» Your task
Include in the output the line containing "tree trunk, imagine" and each subsequent line of the records, through the end, transcribed exactly. Add nothing else.

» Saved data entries

━━━━

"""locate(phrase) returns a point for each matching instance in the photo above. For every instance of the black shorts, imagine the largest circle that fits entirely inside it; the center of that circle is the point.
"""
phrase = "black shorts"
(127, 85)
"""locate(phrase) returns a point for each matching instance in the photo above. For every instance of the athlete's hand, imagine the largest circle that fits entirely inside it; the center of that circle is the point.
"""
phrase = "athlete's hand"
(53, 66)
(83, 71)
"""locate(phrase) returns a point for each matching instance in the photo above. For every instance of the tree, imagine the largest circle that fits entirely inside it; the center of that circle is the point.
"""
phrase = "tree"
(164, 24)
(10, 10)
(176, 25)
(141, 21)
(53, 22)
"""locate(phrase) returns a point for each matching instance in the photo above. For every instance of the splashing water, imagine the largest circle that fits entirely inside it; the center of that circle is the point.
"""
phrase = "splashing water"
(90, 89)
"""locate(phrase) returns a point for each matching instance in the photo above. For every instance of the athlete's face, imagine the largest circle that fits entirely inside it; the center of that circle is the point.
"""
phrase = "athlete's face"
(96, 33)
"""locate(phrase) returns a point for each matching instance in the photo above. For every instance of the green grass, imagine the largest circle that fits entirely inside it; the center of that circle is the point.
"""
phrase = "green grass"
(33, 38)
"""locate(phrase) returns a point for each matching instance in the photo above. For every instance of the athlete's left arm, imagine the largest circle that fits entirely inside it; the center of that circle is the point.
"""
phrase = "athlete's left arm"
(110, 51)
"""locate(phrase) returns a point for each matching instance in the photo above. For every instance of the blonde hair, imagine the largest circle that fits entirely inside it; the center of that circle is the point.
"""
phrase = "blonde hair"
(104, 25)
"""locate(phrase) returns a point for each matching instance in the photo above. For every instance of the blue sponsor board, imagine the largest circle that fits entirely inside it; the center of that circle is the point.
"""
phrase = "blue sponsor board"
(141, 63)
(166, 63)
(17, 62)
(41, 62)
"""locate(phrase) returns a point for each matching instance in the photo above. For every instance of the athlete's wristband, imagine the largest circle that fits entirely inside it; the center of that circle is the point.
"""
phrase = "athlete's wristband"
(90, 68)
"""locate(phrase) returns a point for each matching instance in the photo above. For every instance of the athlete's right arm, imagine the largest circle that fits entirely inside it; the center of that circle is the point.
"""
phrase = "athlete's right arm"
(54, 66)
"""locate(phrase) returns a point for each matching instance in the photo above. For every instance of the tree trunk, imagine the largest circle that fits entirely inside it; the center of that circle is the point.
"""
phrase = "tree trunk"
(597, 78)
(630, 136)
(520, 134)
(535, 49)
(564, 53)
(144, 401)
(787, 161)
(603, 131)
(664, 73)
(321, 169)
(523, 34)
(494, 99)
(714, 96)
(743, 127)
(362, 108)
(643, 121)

━━━━

» Your solution
"""locate(phrase) returns a point for each matching instance in the photo above. For every instance of the tree trunk, imagine the largest circle that fits entirely inside it; the center of that circle is the point.
"""
phrase = "tree trunk"
(597, 78)
(630, 136)
(520, 134)
(535, 49)
(564, 53)
(144, 401)
(787, 161)
(603, 131)
(664, 73)
(321, 169)
(523, 34)
(494, 99)
(714, 96)
(743, 127)
(362, 108)
(643, 121)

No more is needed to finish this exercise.